** Begin Data for the task **

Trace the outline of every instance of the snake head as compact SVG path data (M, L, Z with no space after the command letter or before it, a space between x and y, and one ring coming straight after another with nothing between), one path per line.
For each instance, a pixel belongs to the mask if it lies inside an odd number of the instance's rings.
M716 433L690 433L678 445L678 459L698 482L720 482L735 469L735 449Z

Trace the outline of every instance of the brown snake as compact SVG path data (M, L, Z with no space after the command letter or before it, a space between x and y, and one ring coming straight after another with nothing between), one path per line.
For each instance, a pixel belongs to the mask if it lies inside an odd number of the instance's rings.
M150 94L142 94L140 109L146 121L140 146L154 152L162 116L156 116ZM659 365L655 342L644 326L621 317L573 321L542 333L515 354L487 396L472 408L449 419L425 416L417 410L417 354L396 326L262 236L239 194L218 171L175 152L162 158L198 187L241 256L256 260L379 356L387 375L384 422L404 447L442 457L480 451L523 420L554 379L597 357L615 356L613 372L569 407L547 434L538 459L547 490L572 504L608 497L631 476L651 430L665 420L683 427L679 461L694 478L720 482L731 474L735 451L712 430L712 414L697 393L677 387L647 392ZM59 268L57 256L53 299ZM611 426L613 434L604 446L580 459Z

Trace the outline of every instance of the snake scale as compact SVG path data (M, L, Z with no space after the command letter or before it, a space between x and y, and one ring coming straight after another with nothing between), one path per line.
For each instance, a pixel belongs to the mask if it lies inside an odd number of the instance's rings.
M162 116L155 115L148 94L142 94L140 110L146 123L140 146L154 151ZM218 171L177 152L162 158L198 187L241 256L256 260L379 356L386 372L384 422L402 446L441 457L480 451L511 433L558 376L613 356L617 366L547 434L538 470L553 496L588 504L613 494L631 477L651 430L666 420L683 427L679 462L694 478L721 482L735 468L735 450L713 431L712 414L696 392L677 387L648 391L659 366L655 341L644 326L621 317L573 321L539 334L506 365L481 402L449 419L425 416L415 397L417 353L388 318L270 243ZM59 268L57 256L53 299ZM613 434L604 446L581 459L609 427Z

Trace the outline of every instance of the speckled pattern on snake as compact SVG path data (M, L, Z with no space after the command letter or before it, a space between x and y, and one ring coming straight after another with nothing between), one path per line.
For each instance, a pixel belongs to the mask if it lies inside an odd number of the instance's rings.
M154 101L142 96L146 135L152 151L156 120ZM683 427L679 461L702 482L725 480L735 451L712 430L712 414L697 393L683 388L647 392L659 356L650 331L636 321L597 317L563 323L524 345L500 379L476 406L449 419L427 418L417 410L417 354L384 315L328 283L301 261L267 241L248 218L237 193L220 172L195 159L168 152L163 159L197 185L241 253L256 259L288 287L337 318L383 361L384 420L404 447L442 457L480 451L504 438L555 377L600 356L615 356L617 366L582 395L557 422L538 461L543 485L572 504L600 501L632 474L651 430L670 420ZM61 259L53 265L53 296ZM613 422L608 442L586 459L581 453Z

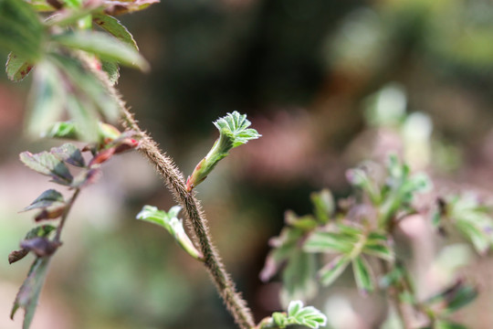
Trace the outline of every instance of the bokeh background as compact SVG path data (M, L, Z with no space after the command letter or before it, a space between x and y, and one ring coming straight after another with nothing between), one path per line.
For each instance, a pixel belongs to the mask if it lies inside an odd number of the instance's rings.
M309 193L322 187L347 196L344 172L362 160L394 151L427 171L441 192L492 192L489 0L162 0L121 18L152 71L122 69L118 87L185 175L216 138L211 122L226 112L247 113L263 134L235 149L197 188L257 321L281 307L279 283L263 283L258 273L284 212L309 213ZM17 156L56 144L23 135L29 85L0 78L5 329L21 325L20 314L12 322L8 313L29 266L7 262L33 225L32 214L18 211L51 186ZM34 329L235 327L202 266L164 230L134 219L145 204L173 206L145 159L127 154L105 165L69 218ZM460 239L444 253L444 241L419 226L409 229L418 274L460 266L478 282L479 299L456 320L493 327L491 260ZM349 279L320 289L314 303L335 328L373 328L385 318L382 296L358 297Z

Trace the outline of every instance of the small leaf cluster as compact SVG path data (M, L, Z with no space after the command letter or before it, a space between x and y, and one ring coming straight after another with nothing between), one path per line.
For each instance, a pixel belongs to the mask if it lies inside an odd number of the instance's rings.
M489 211L476 196L451 196L437 201L433 224L442 232L455 228L473 244L479 254L485 255L493 245L493 219Z
M423 314L430 328L461 327L449 320L450 313L473 301L474 285L460 278L435 296L418 300L413 279L394 247L395 228L406 217L419 213L435 226L453 226L484 254L491 247L493 221L477 198L433 198L428 206L416 204L416 196L430 192L432 184L422 173L391 156L384 177L377 179L376 168L365 164L347 172L355 187L353 196L337 204L329 190L311 196L314 215L298 217L286 213L286 226L270 239L273 249L267 257L260 278L267 281L281 273L281 301L308 300L322 286L333 284L350 267L361 294L375 289L396 296L397 302ZM422 201L423 202L423 201ZM425 209L425 210L424 210Z
M79 137L94 142L98 119L118 119L117 100L92 71L116 83L120 64L148 69L132 36L113 16L155 2L0 0L0 47L12 51L7 76L20 81L34 69L28 133L45 134L67 112Z
M217 163L229 154L231 149L262 136L255 129L248 128L251 122L246 120L246 114L240 114L236 111L227 113L213 123L219 131L219 138L207 155L198 163L192 175L188 176L186 180L188 192L202 183Z
M168 212L165 212L152 206L144 206L142 210L137 214L137 219L145 220L164 228L184 250L195 260L203 260L202 252L197 250L190 238L188 238L184 228L183 220L178 219L178 213L181 209L180 206L174 206Z
M288 306L288 313L275 312L272 316L260 322L257 329L279 328L299 324L318 329L327 324L327 317L313 306L303 306L301 301L292 301Z
M63 122L58 127L67 128L73 123ZM101 124L109 130L109 125ZM118 132L114 127L113 133ZM105 129L101 129L102 132ZM63 133L63 129L60 130ZM57 131L52 131L58 135ZM61 133L66 137L65 133ZM51 182L68 187L72 192L70 197L66 198L62 193L56 189L48 189L37 196L24 211L37 210L34 219L37 223L58 220L57 225L43 224L34 228L26 235L20 243L20 249L12 251L8 256L9 263L14 263L25 258L29 252L36 256L27 278L22 284L14 302L11 313L13 318L19 308L25 313L23 328L27 329L36 312L37 300L46 275L51 256L61 246L60 234L68 212L75 202L79 191L84 186L94 183L100 175L100 165L114 154L138 146L138 142L131 138L131 132L120 133L116 138L110 138L108 134L100 135L100 143L87 145L82 150L75 144L68 143L59 147L53 147L49 152L38 154L24 152L20 154L20 160L28 168L38 174L51 178ZM90 160L86 161L83 152L91 154ZM77 175L72 174L69 166L77 168Z

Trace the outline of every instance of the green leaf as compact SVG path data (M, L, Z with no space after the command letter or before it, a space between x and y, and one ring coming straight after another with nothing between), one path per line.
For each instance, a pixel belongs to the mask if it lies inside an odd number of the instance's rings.
M278 325L280 329L286 328L288 323L288 316L286 313L281 312L274 312L272 313L272 320L274 321L274 324L276 324L276 325Z
M231 148L237 147L246 143L250 140L262 136L255 129L248 129L251 122L246 120L246 114L240 114L236 111L233 113L227 113L225 117L217 119L213 123L221 134L228 136L232 143Z
M33 154L30 152L23 152L19 154L24 164L32 170L51 176L58 184L69 186L72 183L72 175L65 164L55 155L47 152Z
M108 79L111 85L115 85L120 79L120 67L117 63L108 60L101 61L101 69L108 74Z
M171 233L184 250L195 260L202 261L204 259L202 252L197 250L194 243L190 240L190 238L188 238L184 229L183 221L177 218L181 209L181 207L174 206L166 213L155 207L144 206L142 210L137 215L137 219L145 220L164 228Z
M319 271L320 282L324 286L332 284L342 274L351 262L351 259L344 255L337 256Z
M319 193L312 193L310 198L317 219L322 224L328 223L335 210L334 197L330 191L324 188Z
M352 271L360 293L366 295L368 292L372 292L373 291L373 282L371 269L362 256L352 260Z
M393 261L395 259L393 250L388 246L383 244L366 243L363 247L362 252L371 256L381 258L387 261Z
M315 255L303 252L299 249L293 249L282 272L282 304L293 299L313 298L317 293L316 272Z
M19 0L0 1L0 48L30 62L42 57L45 28L29 5Z
M377 232L371 232L366 238L362 251L388 261L393 261L395 255L389 239Z
M81 168L86 166L82 153L73 143L67 143L60 147L53 147L50 153L67 164Z
M26 2L31 5L31 7L37 12L53 11L53 5L49 5L46 0L27 0Z
M303 307L301 301L293 301L288 306L288 323L317 329L327 324L327 316L313 306Z
M285 214L286 224L308 232L318 226L317 220L311 215L298 217L294 211L288 210Z
M66 93L60 81L63 81L62 77L50 62L45 60L37 66L28 100L27 131L30 134L39 136L61 116Z
M58 14L50 16L46 24L49 27L68 27L74 24L80 24L80 22L85 22L86 19L89 19L90 23L90 14L94 11L100 8L98 2L86 2L86 5L83 7L74 7L70 5L70 8L66 8L65 10L58 12ZM80 27L80 26L79 26Z
M229 154L232 148L261 136L255 129L248 129L251 123L246 120L246 114L240 114L236 111L213 123L219 130L219 139L215 141L207 155L198 163L186 180L188 192L202 183L215 164Z
M34 238L46 238L52 231L55 230L55 227L52 225L42 225L30 229L26 234L24 239L31 239ZM29 253L29 250L26 249L21 249L19 250L14 250L8 255L8 263L12 264L16 261L18 261L25 258Z
M147 61L131 46L102 32L78 31L53 37L53 40L69 48L80 49L98 56L103 60L149 69Z
M108 33L118 38L119 40L129 44L136 51L139 51L137 43L133 39L133 37L129 32L127 27L125 27L118 19L109 15L104 14L95 14L92 16L92 20L100 27L106 30Z
M62 206L65 204L63 196L57 190L48 189L43 192L39 196L36 198L28 207L24 208L24 211L45 208L53 205Z
M73 122L55 122L43 133L43 136L75 140L78 136L76 124Z
M5 65L5 70L8 79L13 81L21 81L29 74L33 69L33 64L26 61L26 58L10 53Z
M133 13L147 8L152 4L158 4L159 0L135 0L135 1L114 1L105 0L104 12L108 15L118 16Z
M317 230L309 236L303 245L308 252L350 253L358 237L343 237L335 232Z
M49 257L39 257L36 259L29 270L27 278L16 296L10 317L14 319L16 312L19 308L23 308L26 311L23 329L28 329L33 321L36 307L37 306L37 300L39 299L41 289L47 277L49 260Z

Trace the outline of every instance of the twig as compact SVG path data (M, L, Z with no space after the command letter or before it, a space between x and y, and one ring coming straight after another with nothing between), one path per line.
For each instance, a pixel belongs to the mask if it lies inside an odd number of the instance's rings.
M190 219L198 239L200 249L204 254L205 268L211 275L227 310L235 318L235 322L241 329L254 328L255 322L252 312L240 293L236 292L235 283L225 270L225 266L212 243L212 239L208 232L207 220L202 212L200 203L195 198L194 193L188 193L186 191L183 175L176 168L173 160L164 153L161 152L154 140L139 127L136 120L133 118L133 114L128 110L121 95L110 83L106 73L95 69L91 65L88 65L88 60L83 55L79 57L82 62L87 65L88 69L103 83L113 99L118 101L123 115L123 126L127 130L137 132L137 134L141 137L139 150L154 164L156 170L165 181L168 189L185 210L186 216Z

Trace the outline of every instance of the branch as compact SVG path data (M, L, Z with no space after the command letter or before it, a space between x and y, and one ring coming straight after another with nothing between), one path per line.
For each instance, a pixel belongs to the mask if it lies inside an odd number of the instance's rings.
M173 160L164 153L162 153L154 140L139 127L133 114L128 110L117 90L110 83L106 73L88 65L85 56L79 56L82 62L90 69L95 76L103 83L111 97L119 103L122 112L122 123L127 130L137 132L141 138L139 150L148 160L154 164L157 172L166 183L168 189L173 194L176 201L184 207L188 219L192 223L194 231L198 239L200 250L204 254L204 263L213 281L215 284L219 295L223 298L227 310L235 318L235 322L241 329L252 329L255 327L252 312L246 302L236 290L235 283L225 270L215 248L209 235L207 220L202 212L200 203L194 193L186 190L185 181L183 175L174 165Z

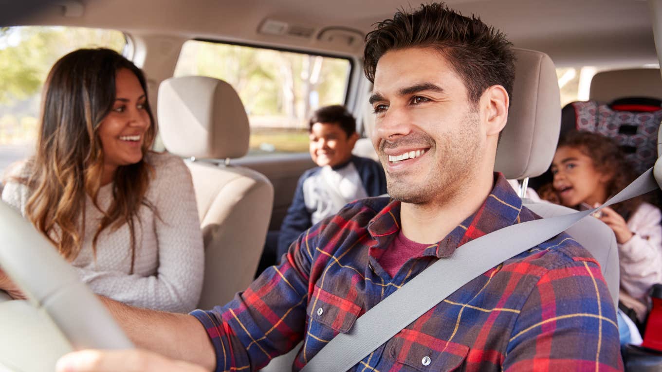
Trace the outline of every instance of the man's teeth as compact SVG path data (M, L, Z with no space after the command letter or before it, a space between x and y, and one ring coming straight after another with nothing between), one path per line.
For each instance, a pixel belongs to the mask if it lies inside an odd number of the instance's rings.
M410 151L409 152L405 152L404 154L401 154L393 156L392 155L389 156L389 161L393 163L397 163L398 162L402 162L402 160L406 160L407 159L413 159L414 158L418 158L421 155L425 154L424 150L417 150L416 151Z

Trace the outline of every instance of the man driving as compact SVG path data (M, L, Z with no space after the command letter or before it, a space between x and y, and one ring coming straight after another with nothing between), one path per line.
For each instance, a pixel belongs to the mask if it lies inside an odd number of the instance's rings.
M152 351L79 351L58 370L256 370L303 341L299 370L431 263L536 219L493 171L514 80L510 47L500 32L442 4L380 23L366 37L363 67L374 83L373 144L392 199L357 201L315 224L225 306L186 315L105 299L130 338ZM622 369L595 259L560 234L440 299L352 370L454 367Z

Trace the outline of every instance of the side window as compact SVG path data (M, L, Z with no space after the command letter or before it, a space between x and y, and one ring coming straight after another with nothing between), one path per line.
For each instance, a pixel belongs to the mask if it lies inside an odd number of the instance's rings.
M124 34L78 27L0 27L0 175L34 151L41 92L60 57L81 48L121 52Z
M250 122L251 156L307 152L308 117L344 103L351 71L346 58L188 40L174 75L216 77L237 91Z

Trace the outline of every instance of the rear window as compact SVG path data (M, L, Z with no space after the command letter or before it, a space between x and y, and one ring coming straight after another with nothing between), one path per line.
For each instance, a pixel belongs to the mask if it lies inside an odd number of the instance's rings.
M634 66L639 68L641 66ZM589 101L591 81L598 72L627 68L614 66L581 66L559 68L556 69L556 77L561 90L561 107L563 107L575 101Z
M322 106L342 105L349 59L188 40L175 76L224 80L242 99L251 126L249 155L308 151L308 118Z
M126 44L124 34L113 30L0 28L0 172L34 151L42 88L55 62L81 48L121 52Z

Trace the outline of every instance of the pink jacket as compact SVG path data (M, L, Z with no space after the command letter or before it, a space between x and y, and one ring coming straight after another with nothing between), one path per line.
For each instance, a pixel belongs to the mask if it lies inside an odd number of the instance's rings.
M628 227L634 236L618 244L621 288L644 304L651 287L662 283L661 220L659 209L642 203L628 220Z

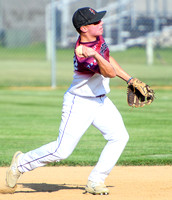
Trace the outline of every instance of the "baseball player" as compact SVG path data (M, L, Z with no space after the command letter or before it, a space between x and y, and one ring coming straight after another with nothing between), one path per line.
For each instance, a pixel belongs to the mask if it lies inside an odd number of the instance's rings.
M118 76L127 83L133 78L109 54L102 36L105 13L90 7L80 8L74 13L72 21L79 38L74 52L73 82L64 95L58 138L27 153L16 152L6 173L9 187L15 187L25 172L66 159L88 127L93 125L107 144L88 177L85 191L109 194L105 179L118 161L129 136L119 111L106 94L110 92L110 78Z

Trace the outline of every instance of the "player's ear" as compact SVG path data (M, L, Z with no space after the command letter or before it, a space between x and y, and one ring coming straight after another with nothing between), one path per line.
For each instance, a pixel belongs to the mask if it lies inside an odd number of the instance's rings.
M80 30L84 33L86 33L88 31L87 26L81 26Z

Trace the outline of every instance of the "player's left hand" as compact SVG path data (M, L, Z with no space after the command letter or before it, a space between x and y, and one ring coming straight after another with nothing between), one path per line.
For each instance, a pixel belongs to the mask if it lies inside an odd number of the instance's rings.
M153 102L155 98L154 91L147 84L138 80L132 79L127 87L127 102L132 107L143 107Z

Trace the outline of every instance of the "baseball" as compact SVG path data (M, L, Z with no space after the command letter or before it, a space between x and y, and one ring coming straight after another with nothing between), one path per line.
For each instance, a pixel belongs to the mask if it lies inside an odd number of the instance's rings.
M79 45L76 50L76 55L79 56L79 57L84 57L83 54L82 54L82 45Z

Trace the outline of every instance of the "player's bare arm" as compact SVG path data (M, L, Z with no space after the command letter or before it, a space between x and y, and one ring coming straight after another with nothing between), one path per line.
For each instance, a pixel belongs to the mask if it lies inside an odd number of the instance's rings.
M111 65L113 66L113 68L115 69L116 75L117 75L119 78L125 80L126 82L127 82L128 80L131 79L131 76L130 76L129 74L127 74L127 72L125 72L125 71L121 68L121 66L116 62L116 60L115 60L112 56L109 57L109 61L110 61L110 64L111 64ZM133 80L131 79L129 82L132 82L132 81L133 81Z
M104 77L114 78L117 73L113 65L104 59L99 53L94 49L83 46L82 54L84 57L94 57L100 67L100 73Z

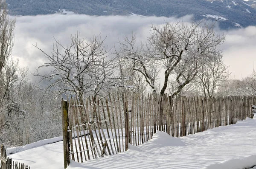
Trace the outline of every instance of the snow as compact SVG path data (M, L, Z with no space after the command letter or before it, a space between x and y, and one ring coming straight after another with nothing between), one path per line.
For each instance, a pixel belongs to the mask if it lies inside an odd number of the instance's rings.
M143 15L138 15L137 14L134 14L133 13L131 13L129 15L129 17L146 17Z
M247 4L247 3L244 3L244 4L245 4L245 5L247 5L247 6L250 6L250 5Z
M59 9L60 12L64 14L75 14L75 12L73 11L67 11L66 9Z
M235 25L235 26L236 26L237 27L239 27L240 28L243 28L243 27L241 26L241 25L239 24L239 23L233 23L233 24L234 24Z
M29 144L27 144L23 146L12 147L6 149L6 153L7 154L14 154L17 152L21 152L23 151L30 149L34 147L37 147L42 145L55 143L62 141L63 140L63 137L61 136L48 139L41 140L40 141L32 143Z
M234 5L235 6L236 6L237 5L237 4L236 4L236 2L234 2L234 1L232 1L232 2L234 4Z
M129 145L125 152L92 159L71 161L71 169L238 169L256 165L256 117L204 132L175 138L157 131L149 141ZM63 142L10 156L31 168L63 169Z
M204 17L210 17L212 18L213 18L217 20L227 20L227 18L224 18L224 17L221 17L219 16L217 16L215 15L211 15L209 14L207 14L206 15L203 15Z

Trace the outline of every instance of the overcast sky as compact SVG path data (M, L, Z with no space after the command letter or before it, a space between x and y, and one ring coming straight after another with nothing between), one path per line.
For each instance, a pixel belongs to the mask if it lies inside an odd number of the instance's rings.
M185 21L190 16L182 18ZM80 32L82 37L90 38L93 34L107 37L105 45L108 48L114 44L136 32L137 38L145 41L148 36L152 24L159 25L175 18L140 16L101 16L60 14L22 16L17 18L15 44L12 56L18 58L21 67L28 66L31 73L44 62L44 55L32 45L50 54L54 42L53 37L67 46L71 34ZM220 31L220 33L223 33ZM223 50L224 63L230 66L233 78L240 79L250 74L253 62L256 65L256 27L249 27L224 33L226 41L221 47ZM256 65L255 66L256 68Z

** End Data for the task **

#### Requirements:
Locate every line in the records above that contains the string "baseball" and copy each of those lines.

#### Written answer:
Trace the outline of every instance of the "baseball player" as compact SVG path data (M, L, Z with no space after the command letter or before it, a space between x and y, and one ring coming straight after another with nothing between), one path per line.
Trace the outline of every instance of the "baseball" as compact SVG path data (M, L, Z with no space after the command letter or before it, a space between x and y, and one ring coming straight after another with nothing between), one path per line.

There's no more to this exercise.